--- INFORMATION PROVIDED ---
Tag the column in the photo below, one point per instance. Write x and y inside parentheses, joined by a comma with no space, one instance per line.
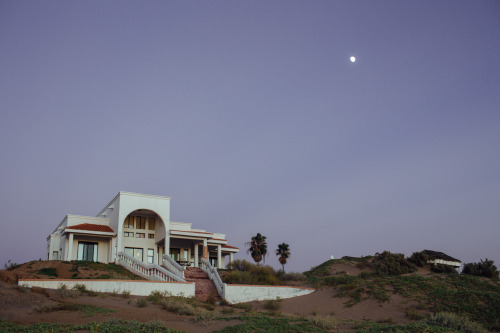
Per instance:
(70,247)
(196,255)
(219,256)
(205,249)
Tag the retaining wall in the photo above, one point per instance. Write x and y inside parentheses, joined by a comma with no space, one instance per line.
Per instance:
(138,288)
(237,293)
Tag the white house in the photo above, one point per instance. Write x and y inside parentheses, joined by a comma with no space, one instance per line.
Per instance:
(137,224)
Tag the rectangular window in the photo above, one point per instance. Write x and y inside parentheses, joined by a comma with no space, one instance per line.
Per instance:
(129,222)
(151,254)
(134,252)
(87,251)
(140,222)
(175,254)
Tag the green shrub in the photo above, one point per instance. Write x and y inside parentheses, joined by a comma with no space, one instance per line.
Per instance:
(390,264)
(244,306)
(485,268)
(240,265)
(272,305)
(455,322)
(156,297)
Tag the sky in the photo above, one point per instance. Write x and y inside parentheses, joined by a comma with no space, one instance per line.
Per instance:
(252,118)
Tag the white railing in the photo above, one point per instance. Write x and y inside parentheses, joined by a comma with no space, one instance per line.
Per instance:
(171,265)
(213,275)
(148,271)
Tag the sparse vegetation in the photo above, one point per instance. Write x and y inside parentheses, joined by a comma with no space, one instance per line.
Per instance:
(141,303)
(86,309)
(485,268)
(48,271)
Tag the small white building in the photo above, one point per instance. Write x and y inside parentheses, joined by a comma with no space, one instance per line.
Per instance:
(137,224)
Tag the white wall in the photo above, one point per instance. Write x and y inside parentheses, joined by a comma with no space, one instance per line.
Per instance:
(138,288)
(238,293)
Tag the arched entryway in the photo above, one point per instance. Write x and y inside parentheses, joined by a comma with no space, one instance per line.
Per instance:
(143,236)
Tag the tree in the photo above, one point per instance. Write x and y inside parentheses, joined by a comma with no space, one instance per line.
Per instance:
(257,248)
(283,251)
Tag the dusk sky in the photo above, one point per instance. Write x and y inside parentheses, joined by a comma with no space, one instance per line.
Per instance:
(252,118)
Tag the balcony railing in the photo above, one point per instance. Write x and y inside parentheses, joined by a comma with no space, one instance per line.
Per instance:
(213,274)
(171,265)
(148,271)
---
--- INFORMATION PROVIDED ---
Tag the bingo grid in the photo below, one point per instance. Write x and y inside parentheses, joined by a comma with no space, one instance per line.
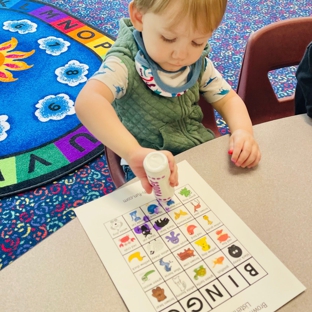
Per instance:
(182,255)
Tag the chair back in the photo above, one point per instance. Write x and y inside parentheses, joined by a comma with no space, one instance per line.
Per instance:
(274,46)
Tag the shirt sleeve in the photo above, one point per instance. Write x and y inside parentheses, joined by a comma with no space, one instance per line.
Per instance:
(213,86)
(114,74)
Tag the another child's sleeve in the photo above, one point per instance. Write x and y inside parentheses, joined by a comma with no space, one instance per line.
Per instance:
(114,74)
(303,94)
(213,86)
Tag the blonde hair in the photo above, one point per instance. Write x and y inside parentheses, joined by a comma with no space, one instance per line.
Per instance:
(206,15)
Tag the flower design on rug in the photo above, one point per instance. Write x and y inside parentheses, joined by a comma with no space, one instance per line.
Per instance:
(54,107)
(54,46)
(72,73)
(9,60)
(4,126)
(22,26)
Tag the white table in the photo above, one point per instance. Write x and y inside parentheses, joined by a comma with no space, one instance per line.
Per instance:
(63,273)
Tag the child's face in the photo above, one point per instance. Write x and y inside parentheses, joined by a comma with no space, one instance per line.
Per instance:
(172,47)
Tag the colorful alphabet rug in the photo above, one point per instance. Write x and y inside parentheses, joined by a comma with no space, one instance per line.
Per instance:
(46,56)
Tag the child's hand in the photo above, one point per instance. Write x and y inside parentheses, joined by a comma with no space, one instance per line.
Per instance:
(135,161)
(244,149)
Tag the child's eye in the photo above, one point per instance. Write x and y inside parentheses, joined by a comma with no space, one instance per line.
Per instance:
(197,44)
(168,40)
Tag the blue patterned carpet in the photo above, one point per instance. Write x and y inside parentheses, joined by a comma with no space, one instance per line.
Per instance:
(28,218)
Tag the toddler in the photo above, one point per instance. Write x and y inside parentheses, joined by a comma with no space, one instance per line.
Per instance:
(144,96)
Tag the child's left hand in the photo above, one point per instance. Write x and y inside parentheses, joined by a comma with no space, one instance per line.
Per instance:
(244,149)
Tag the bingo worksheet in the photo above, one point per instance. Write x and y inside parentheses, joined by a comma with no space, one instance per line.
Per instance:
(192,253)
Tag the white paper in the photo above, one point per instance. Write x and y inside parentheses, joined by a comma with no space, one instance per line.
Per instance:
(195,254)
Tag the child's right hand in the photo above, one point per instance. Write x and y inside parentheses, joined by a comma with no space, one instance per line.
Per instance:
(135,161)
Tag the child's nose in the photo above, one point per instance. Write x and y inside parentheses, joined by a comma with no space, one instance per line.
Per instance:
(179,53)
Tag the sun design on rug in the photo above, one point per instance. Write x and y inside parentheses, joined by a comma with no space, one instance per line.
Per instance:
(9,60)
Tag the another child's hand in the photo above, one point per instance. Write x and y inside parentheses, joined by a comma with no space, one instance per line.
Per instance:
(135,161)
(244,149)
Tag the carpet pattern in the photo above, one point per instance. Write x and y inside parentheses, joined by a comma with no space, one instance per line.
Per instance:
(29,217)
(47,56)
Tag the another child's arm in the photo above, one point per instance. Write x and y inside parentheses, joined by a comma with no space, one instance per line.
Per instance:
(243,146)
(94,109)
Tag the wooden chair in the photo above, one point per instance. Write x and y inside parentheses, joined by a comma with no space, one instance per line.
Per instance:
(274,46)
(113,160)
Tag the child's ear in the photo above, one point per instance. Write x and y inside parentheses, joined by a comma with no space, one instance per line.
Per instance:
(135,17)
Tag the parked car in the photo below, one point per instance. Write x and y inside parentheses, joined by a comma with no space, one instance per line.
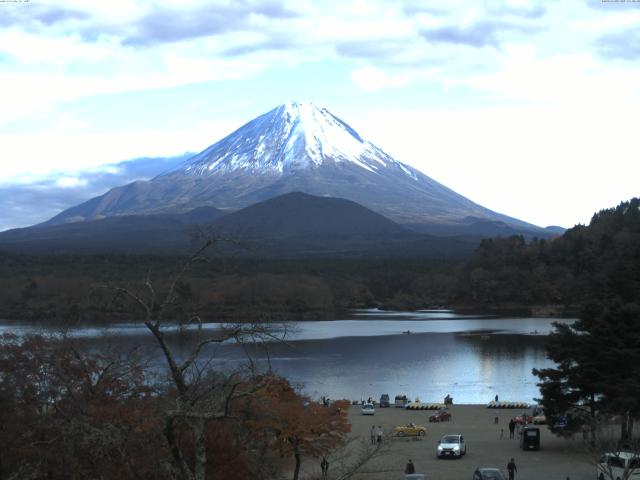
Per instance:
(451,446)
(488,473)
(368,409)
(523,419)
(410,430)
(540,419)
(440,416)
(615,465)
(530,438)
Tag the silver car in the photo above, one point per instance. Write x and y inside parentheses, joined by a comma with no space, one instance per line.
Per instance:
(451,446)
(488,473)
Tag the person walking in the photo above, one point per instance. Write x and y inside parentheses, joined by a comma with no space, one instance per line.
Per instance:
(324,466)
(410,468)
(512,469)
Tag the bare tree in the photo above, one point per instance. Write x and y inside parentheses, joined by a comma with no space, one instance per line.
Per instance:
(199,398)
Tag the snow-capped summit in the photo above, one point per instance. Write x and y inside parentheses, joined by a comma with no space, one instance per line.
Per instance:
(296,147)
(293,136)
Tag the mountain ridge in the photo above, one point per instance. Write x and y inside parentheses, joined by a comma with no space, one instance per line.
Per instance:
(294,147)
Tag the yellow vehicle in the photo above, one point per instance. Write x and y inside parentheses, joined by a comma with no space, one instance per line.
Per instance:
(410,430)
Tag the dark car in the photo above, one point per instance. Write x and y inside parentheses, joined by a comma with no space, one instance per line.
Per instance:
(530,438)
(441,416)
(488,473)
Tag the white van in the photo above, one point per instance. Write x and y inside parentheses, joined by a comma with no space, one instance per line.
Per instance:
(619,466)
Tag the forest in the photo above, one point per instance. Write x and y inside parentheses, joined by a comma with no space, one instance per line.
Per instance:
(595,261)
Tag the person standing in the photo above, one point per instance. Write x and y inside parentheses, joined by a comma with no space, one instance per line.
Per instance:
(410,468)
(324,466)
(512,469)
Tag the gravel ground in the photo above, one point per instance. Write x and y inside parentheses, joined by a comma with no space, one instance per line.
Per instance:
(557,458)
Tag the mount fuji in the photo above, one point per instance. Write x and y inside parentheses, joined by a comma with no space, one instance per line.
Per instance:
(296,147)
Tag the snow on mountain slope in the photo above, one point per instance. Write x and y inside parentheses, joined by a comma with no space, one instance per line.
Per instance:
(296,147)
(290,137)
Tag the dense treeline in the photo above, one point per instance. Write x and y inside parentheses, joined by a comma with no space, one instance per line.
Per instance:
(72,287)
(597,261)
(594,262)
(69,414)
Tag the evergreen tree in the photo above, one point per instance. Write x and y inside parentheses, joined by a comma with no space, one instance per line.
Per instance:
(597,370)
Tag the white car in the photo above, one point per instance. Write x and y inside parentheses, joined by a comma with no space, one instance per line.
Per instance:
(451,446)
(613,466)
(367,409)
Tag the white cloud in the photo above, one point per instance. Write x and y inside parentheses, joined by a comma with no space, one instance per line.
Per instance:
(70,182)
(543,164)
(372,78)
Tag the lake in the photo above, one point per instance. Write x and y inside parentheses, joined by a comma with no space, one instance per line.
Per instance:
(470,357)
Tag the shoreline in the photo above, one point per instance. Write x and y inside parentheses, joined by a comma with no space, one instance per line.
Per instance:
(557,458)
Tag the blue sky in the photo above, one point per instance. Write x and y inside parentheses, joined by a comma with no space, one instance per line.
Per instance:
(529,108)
---
- [TASK DESCRIPTION]
Where a line of the data holds the word "below", copy that line.

- [EXPECTED ANSWER]
Tag the column in the photo below, one point per instance. Write x and y inside parentheses, joined by a comma with no space, one instance per line.
Tag the bingo grid in the photo below, one point per instance. Write x and y inside parentheses, joined by a comma with no space, one instance per line.
Tag the parked car in the photo below, one point per instance. Write x and y inside parentheses, joined by a comma with no space, one instance per line.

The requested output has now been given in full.